The first whiff of this sauce brings with it a strong mustard pungency that's slightly mellowed by sugar. Once you smell beyond that upfront mustard, there's a medium vinegar tang mixing in along with a sweet tomato. The more nuanced layers of the aroma include an earthy and peppery heat, some oniony notes, and just a faint hint of garlic.
Thickness & Texture
This orange hued sauce has a glossy sheen and is opaque, but it's still easy to some spices, mainly in larger red flakes and smaller white and black specs. The sauce has a medium-thin thickness with a mostly smooth consistancy that's only broken by the larger pieces of spices. From a suspended spoon, the sauce falls in a fast and uneven pour that quickly changes to semi-quick drips, then stops falling and leaves a thin coating of sauce left clinging to the silverware.
Out of the Jar
The initial taste of this sauce is strongly mustard, but a quick hit of sugar brings a pleasing balance to the mustard pungency. As the sauce settles on the tongue, that sweetness gains a ketchup-like flavor from tomatoes, then vinegar works its way in and starts to ramp up the tang. At this point, you get a bit of an oniony taste in the background along with a very small amount of garlic before the earthy peppers become the dominant spice. The heat of the peppers and tang of the vinegar increase at the same time at the end, which mingles with a lingering sweet and mustardy profile to leave a final tart, spicy, sweet, and pungent aftertaste.
################
The tasks -
**a.** In the sauce review, list every word used to describe the final aftertaste.
**b.** Render this sentence from the sauce review in Spanish: "The first whiff of this sauce brings with it a strong mustard pungency that's slightly mellowed by sugar."
**c.** Print the sauce review verbatim, starting with "The first whiff" and going on through "to the silverware.".
################
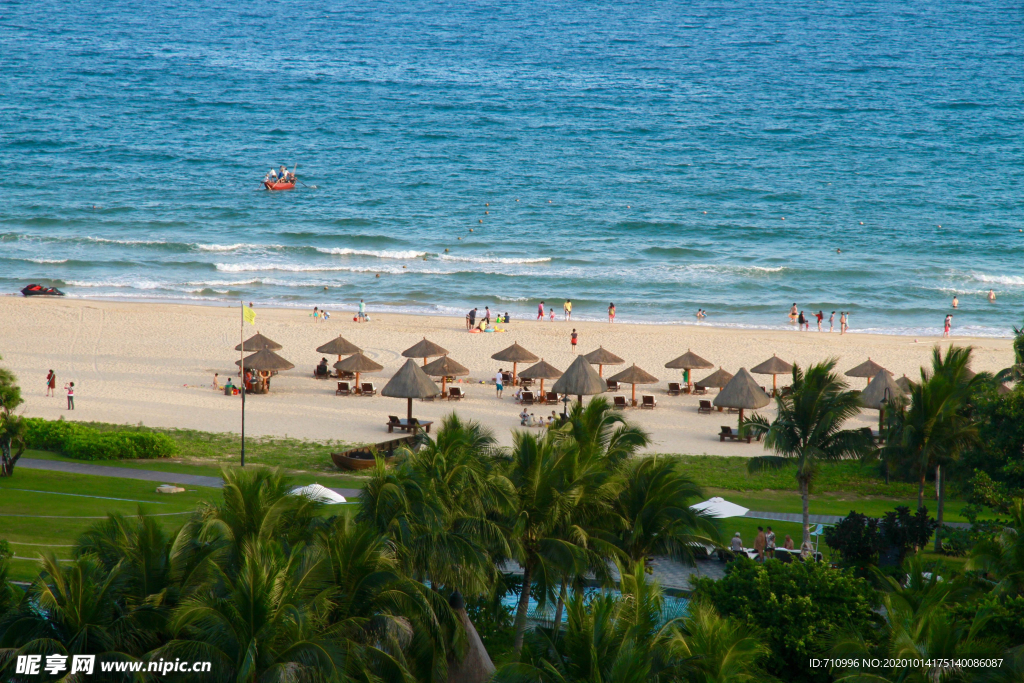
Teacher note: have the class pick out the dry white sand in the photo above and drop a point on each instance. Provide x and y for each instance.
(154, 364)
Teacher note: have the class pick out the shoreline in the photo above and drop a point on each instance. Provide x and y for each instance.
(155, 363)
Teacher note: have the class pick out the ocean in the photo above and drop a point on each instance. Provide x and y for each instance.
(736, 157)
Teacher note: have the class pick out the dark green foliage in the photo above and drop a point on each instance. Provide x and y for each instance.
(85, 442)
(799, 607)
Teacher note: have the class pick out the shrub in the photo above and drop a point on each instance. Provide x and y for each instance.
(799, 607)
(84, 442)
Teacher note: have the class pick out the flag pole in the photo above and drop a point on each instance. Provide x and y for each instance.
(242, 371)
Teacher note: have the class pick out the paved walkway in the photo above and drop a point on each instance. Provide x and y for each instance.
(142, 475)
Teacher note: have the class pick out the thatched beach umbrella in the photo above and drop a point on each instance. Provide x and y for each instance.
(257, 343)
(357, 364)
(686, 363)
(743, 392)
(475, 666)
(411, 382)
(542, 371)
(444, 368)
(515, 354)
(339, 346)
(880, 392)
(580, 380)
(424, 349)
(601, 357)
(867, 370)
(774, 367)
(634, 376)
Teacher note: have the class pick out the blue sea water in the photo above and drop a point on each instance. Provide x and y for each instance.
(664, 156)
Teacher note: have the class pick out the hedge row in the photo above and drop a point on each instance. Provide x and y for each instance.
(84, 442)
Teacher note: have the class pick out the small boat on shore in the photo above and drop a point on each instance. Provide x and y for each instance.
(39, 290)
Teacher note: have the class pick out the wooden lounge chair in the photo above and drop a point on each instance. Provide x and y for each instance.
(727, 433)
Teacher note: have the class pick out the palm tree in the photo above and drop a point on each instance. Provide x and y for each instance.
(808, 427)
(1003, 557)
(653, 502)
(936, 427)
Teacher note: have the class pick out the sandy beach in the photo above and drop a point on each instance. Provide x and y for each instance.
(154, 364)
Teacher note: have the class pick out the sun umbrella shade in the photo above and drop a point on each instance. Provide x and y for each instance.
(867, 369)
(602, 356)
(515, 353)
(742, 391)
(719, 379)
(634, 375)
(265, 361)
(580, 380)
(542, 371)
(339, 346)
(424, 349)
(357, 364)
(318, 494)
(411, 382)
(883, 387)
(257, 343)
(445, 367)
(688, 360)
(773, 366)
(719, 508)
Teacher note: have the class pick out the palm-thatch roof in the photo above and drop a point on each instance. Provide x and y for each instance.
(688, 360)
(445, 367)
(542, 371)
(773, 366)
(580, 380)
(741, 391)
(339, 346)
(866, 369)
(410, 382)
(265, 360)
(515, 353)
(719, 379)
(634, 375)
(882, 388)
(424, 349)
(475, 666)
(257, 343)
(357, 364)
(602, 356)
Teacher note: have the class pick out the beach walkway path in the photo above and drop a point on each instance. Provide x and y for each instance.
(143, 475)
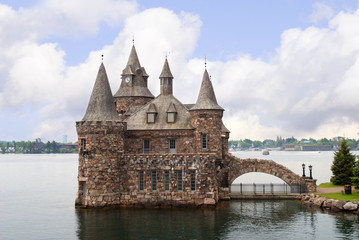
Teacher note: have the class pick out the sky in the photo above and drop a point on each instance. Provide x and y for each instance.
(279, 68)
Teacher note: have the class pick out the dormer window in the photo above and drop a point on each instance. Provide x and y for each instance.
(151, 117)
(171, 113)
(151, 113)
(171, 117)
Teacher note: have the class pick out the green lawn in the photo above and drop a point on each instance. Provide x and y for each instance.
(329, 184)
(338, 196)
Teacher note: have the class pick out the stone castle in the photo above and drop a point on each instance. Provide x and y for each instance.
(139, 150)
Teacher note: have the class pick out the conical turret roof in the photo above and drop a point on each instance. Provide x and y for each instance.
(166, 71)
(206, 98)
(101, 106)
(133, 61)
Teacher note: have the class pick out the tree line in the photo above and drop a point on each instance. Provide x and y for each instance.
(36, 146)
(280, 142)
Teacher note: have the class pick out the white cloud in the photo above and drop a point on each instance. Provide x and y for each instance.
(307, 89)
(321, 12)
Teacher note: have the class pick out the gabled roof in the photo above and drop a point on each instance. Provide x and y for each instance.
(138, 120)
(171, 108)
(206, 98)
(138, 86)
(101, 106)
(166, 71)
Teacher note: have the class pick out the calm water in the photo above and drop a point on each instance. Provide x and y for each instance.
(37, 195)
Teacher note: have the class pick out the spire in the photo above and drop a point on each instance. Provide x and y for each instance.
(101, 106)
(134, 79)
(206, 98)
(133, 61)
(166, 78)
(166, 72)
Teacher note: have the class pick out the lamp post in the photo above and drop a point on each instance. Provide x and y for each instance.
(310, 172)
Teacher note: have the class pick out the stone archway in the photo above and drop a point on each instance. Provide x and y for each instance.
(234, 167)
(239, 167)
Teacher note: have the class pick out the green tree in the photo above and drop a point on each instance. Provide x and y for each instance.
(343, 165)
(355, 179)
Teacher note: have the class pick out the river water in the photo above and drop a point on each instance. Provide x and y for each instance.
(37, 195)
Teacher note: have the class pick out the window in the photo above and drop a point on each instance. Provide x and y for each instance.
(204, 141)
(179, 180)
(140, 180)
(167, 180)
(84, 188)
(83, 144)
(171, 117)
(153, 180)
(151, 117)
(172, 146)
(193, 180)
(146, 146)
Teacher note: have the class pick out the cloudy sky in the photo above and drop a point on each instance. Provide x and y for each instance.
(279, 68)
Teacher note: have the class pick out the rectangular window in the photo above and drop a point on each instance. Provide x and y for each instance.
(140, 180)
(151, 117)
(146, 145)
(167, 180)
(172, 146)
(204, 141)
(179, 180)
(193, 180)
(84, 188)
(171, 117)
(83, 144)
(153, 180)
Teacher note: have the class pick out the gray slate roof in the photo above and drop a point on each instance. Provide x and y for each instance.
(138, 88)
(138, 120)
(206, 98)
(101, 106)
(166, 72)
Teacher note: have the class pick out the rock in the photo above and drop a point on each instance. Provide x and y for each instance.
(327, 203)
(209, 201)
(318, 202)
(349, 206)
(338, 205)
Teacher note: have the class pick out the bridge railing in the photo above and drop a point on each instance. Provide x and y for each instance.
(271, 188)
################
Exercise results -
**a.** tart, spicy, sweet, pungent

**b.** El primer aroma de esta salsa trae consigo una fuerte pungencia a mostaza que el azúcar suaviza ligeramente.

**c.**
The first whiff of this sauce brings with it a strong mustard pungency that's slightly mellowed by sugar. Once you smell beyond that upfront mustard, there's a medium vinegar tang mixing in along with a sweet tomato. The more nuanced layers of the aroma include an earthy and peppery heat, some oniony notes, and just a faint hint of garlic.
Thickness & Texture
This orange hued sauce has a glossy sheen and is opaque, but it's still easy to some spices, mainly in larger red flakes and smaller white and black specs. The sauce has a medium-thin thickness with a mostly smooth consistancy that's only broken by the larger pieces of spices. From a suspended spoon, the sauce falls in a fast and uneven pour that quickly changes to semi-quick drips, then stops falling and leaves a thin coating of sauce left clinging to the silverware.